**Exercises:**
1. In the article about the Telluride Blues and Brews Fais do-do, which instrument is Roosevelt Collier known as a champion of?
2. Summarize the article about the Telluride Blues and Brews Fais do-do in two sentences.
3. Continue the article about the Telluride Blues and Brews Fais do-do from the point where it stops.

Top Music Moment: Osborne, Benoit, and Collier Collide for the Blues and Brews Fais do-do

When asked for a prediction of how he foresaw the highly anticipated Telluride Blues and Brews Fais do-do closing party unfolding, Anders Osborne told the audience to “expect only wonderful things to happen that night.”

The intimate bookend gig to an already wild weekend of memorable live music performances was destined to be exceptional by design. Osborne and crew had already ripped through a bold day set and a feverish late night show at the Sheridan Opera House on Saturday. Going for the hat trick the next night meant he would tap fellow New Orleans six stringer Tab Benoit and Florida’s champion of the pedal steel Roosevelt Collier for some assistance on the punctuation performance. The latter being a musician he was well aware of given their parallel running careers, but yet had never crossed paths or licks with. As Osborne framed it, “The fact that we have not played together like this before makes this super exciting for me.”

The foreshadowing declaration was telling given Osborne plays 100s of shows at historic venues and the most reputable music festivals in the country. It’s not uncommon for him to be joined on legendary stages by musicians of the highest calibre. Yet on that Sunday night in September, Osborne was visibly stoked to be playing a sold-out and packed in Sheridan Opera House with two of the only guys that could keep up with him.

**Extracted information:**

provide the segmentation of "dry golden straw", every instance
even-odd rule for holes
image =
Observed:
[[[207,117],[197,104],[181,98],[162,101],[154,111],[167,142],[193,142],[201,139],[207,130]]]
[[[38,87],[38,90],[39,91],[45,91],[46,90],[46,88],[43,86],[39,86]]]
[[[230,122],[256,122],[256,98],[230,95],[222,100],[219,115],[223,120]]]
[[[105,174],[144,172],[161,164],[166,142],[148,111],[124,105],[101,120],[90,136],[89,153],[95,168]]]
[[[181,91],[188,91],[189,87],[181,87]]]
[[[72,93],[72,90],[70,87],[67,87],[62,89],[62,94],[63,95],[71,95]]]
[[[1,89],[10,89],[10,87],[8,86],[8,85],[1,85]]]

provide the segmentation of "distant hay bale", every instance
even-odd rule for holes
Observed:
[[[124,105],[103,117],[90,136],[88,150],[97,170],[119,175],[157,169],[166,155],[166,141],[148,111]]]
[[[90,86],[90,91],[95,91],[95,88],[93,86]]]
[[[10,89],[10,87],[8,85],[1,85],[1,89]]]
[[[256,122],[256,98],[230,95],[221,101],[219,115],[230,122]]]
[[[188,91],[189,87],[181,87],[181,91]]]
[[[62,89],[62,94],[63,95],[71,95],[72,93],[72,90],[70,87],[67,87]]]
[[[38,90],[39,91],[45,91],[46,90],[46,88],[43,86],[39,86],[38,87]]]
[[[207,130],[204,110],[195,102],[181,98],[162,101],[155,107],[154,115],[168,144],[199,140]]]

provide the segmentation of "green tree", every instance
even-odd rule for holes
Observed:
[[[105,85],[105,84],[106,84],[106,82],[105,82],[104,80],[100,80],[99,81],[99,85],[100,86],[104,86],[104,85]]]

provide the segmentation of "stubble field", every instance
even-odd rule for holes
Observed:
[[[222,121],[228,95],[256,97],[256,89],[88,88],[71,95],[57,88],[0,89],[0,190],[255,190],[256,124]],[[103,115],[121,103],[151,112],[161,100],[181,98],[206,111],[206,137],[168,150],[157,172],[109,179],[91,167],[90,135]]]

**Answer list:**
1. The pedal steel.

2. After a day set and a late night show at the Sheridan Opera House on Saturday, Anders Osborne played the Fais do-do closing party the next night with Tab Benoit and Roosevelt Collier, a musician he had never played with before. Although Osborne plays hundreds of shows with top musicians, he was visibly excited to play that sold-out Sunday night in September with two of the only guys who could keep up with him.

3.
A lot of the written framework built into Osborne’s latest studio release Black Eye Galaxy gravitates towards carefully constructed rock ballads he can use to cool down a set when things get intense.  Those tracks would be pushed to the side, and from the opening jam “Send Me A Friend,” the setlist structure would stay somewhere between demonically loud and blissfully heavy.  

The fervor with which the guys played did nothing to cut into the night going the distance. The impromptu jams were extended. The transition between sit ins was patient. Even among the core trio of Osborne with bassist Carl Dufrene and drummer Eric Bolivar, the exchange was charged far beyond even the highest levels they had reached throughout the weekend.

The band wasn’t the only force in the room. The crowd had every excuse to lay back after three full days of dancing to blues-infused rock and boozing on microbrews, but the energy threshold was remarkable from start to finish. As Osborne’s overdrive pedal allowed his Stratocaster to screech over a breakdown during “Black Tar,” Benoit made his way into the mix. The two guitar giants fell into a rhythm like brothers that have played together since birth, and like competing siblings, they began a nightlong competition of putting forth the most impressive sequence of soloing.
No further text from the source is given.